# THE INPUT
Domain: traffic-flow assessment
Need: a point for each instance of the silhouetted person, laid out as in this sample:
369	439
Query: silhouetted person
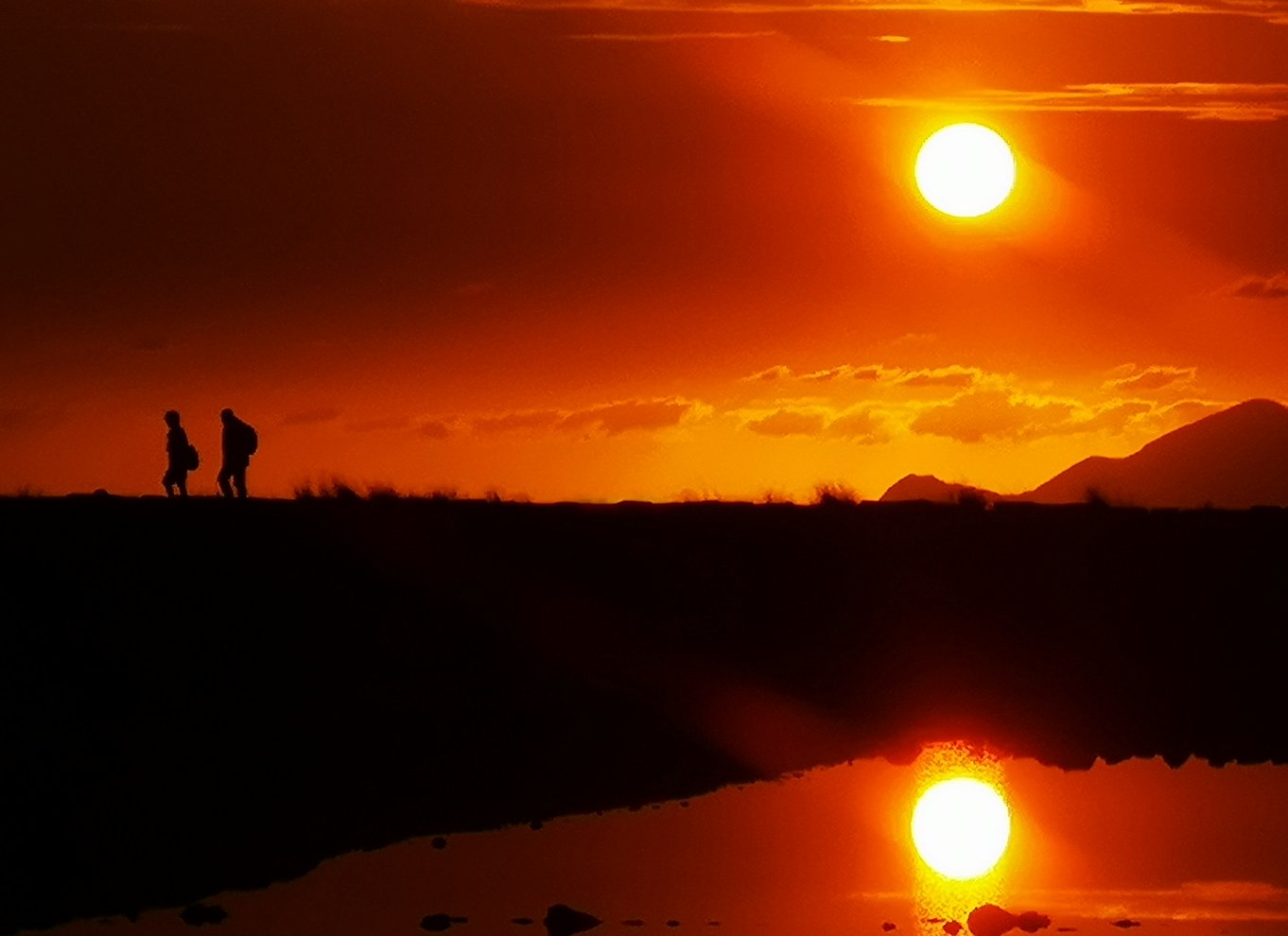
181	456
240	443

# TASK DIRECTIONS
Retype every line of the listing above, keeping each character as it appears, but leave the pictures out.

# WRITTEN ANSWER
Domain: traffic-flow assessment
Need: a point for each instance of the silhouetted person, laid out as in this sample:
369	439
Query: silhouetted person
181	456
240	443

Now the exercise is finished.